Find "the red shield" in the data, then restate the line it sits in and every later line word for word, ending with the last line.

:: Data entries

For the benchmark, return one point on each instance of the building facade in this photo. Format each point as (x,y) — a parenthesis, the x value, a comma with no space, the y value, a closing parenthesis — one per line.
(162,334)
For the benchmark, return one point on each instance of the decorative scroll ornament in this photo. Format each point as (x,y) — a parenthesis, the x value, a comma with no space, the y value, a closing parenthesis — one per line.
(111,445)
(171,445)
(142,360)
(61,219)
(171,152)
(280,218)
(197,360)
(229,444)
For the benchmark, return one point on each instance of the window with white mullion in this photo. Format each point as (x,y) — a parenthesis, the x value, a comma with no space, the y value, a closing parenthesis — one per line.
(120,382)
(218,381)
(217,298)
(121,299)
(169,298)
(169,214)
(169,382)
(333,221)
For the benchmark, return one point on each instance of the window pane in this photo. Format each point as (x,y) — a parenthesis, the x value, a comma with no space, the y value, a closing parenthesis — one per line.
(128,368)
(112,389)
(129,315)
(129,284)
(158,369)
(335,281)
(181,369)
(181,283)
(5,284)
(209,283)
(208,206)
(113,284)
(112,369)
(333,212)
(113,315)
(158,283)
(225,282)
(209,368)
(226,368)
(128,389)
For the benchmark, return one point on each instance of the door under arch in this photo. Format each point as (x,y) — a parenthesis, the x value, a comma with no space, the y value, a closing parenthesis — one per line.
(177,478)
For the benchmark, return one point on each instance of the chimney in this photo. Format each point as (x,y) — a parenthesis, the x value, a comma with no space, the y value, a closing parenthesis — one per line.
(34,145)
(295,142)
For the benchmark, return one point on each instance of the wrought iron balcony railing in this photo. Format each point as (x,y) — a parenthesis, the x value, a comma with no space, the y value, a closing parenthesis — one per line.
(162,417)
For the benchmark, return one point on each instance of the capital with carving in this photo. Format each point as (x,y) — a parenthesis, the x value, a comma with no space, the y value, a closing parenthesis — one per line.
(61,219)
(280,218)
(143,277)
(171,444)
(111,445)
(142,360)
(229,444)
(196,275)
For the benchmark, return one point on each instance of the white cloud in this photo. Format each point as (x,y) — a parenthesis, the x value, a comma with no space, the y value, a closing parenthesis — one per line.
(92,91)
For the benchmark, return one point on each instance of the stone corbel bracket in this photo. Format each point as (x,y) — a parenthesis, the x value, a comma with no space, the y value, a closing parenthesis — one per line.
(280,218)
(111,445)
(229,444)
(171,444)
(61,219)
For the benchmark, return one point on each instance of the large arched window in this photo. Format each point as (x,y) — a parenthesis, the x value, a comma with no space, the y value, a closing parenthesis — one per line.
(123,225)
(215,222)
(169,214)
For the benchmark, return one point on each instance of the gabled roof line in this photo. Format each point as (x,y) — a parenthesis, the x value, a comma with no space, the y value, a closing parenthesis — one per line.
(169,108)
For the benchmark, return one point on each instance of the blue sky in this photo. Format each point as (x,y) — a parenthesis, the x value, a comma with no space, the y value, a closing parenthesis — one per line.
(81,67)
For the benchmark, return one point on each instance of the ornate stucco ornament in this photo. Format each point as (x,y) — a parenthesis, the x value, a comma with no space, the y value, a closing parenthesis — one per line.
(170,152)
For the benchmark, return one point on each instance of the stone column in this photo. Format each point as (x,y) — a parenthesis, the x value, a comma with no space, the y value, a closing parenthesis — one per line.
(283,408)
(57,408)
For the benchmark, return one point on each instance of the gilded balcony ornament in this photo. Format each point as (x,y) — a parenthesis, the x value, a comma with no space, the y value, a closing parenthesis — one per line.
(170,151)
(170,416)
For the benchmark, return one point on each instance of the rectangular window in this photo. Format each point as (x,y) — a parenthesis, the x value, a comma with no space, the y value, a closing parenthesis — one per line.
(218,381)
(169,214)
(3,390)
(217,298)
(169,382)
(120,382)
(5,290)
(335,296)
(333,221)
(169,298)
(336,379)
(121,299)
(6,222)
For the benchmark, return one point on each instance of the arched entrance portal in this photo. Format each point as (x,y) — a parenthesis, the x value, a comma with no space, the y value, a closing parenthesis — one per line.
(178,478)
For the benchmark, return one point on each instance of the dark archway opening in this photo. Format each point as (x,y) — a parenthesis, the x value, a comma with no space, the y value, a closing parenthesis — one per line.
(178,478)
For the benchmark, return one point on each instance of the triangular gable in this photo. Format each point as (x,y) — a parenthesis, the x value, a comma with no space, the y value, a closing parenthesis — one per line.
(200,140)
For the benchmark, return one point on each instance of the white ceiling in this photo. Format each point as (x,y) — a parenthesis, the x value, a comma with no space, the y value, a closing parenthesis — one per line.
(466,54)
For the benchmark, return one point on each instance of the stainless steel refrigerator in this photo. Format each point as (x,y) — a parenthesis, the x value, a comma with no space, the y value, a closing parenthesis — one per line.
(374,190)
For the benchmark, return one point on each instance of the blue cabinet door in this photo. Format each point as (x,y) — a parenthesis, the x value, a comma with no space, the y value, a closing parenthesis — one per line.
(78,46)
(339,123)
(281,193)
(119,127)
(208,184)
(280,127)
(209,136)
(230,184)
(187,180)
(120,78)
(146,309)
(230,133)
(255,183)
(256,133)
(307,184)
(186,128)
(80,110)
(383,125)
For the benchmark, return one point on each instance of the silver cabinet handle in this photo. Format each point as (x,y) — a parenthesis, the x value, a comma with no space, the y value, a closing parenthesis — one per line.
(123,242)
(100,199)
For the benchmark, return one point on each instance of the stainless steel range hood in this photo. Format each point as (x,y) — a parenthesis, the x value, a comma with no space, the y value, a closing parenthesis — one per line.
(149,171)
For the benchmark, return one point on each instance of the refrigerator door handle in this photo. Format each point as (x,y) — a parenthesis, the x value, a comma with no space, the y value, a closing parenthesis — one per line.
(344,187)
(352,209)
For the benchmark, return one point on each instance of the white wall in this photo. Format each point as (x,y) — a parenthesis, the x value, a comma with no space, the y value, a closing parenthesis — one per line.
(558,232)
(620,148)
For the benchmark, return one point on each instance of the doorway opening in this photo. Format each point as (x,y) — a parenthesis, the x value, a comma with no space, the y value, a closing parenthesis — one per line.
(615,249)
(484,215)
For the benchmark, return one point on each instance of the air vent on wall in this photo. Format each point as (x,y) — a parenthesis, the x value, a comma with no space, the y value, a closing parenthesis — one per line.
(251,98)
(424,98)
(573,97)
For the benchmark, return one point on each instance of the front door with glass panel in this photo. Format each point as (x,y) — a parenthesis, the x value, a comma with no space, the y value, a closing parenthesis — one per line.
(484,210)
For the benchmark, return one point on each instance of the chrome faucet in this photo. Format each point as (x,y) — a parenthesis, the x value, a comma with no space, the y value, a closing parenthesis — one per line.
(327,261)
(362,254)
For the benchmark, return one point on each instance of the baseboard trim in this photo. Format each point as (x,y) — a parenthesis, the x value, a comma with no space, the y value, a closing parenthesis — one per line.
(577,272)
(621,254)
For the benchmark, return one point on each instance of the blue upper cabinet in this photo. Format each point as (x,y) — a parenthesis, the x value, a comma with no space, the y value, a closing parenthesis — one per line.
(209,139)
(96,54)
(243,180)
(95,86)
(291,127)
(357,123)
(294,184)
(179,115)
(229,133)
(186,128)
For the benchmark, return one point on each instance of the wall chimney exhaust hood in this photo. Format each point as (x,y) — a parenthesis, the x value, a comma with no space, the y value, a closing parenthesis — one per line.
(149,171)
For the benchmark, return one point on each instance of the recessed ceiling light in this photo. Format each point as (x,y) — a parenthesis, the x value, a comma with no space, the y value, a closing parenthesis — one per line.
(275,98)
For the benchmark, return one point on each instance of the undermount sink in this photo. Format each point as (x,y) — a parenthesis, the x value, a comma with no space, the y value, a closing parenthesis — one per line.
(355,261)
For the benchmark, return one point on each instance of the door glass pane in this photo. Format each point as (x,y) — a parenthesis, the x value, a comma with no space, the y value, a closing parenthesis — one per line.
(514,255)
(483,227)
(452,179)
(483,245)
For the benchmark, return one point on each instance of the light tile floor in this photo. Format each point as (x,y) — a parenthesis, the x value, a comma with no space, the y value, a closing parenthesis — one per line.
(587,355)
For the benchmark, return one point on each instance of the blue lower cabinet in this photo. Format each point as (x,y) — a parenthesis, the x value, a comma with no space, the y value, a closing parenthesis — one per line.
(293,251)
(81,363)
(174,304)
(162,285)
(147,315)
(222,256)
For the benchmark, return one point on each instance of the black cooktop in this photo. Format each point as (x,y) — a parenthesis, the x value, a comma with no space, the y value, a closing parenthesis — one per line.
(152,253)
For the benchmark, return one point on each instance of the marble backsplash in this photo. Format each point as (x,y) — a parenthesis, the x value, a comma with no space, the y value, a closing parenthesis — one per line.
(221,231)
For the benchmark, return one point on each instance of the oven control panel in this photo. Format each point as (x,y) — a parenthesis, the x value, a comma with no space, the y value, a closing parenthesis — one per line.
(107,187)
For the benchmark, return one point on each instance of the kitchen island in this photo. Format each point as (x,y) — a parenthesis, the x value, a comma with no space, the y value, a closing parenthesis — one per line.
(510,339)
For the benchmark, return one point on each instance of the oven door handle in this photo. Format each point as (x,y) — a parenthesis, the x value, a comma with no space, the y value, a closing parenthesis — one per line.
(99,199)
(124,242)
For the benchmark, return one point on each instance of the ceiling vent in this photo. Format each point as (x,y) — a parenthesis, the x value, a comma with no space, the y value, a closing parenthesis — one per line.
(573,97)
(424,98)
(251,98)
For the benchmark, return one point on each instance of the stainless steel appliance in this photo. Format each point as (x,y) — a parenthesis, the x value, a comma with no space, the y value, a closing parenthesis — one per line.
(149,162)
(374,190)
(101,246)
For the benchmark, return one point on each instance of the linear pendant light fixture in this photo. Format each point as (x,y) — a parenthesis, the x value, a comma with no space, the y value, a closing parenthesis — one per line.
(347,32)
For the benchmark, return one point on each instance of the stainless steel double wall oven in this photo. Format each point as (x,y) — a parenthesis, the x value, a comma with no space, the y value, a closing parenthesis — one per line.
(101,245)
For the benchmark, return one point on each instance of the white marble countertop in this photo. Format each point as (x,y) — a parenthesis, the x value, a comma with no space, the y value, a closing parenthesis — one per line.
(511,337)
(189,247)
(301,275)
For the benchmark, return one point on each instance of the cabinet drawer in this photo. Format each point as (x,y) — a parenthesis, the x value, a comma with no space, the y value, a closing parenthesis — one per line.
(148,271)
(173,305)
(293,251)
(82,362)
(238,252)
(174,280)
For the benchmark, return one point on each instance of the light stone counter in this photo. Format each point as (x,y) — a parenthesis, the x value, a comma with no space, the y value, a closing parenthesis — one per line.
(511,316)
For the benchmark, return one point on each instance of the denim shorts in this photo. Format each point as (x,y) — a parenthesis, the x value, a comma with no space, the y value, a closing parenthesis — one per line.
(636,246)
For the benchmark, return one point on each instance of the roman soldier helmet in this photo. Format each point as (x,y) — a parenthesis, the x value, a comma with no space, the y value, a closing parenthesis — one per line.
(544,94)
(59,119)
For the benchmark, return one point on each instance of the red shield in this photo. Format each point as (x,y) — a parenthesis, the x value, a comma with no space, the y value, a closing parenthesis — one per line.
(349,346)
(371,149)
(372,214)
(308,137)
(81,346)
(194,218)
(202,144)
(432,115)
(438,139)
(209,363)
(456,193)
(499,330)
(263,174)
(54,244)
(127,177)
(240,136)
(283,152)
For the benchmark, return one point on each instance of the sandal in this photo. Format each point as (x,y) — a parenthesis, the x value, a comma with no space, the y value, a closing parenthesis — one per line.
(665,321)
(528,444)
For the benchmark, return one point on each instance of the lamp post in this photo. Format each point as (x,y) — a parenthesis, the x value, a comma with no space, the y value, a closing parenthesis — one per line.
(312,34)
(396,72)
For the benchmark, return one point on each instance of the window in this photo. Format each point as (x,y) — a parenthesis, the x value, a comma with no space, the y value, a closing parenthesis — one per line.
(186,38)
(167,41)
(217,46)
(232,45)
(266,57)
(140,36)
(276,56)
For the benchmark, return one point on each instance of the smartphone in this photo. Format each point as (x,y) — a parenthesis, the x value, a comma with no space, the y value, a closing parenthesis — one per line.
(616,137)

::::

• _Output of the exercise_:
For the benchmark, return one point on each instance of the red shield in this photo. Format each point as (x,y) — a parenthesis, the x value, a comma with no space, the y value, a closing parenthesis — one per line.
(349,346)
(371,149)
(372,214)
(308,137)
(81,346)
(194,218)
(202,144)
(432,115)
(438,139)
(209,363)
(456,193)
(499,330)
(263,174)
(54,244)
(127,177)
(240,136)
(283,152)
For the benchmark, return one point on each instance of the sandal in this photo. Format each point as (x,y) — a parenthesis, the x value, a comma with no space, the y value, a closing parenthesis — one per line.
(665,321)
(528,444)
For the benchmark, return one point on each instance of the lamp post in this photo. Format each point as (x,y) — a parenthesis, the x value, a comma with no space, the y value, a closing parenthesis — one per line.
(312,34)
(396,72)
For the benchmark, return one point on each instance of the window in this photo. Format each point as (x,y) — a parenthesis, the x value, a comma with no space, the y value, a closing parenthesis — one per line.
(186,38)
(167,41)
(217,46)
(232,45)
(266,57)
(140,36)
(276,56)
For the benchmark, return one point on each instance of the smartphone in this photo. Format each point as (x,y) — a parenthesis, the x value, a comma with no space, the y value, a closing parenthesis — one per line.
(616,137)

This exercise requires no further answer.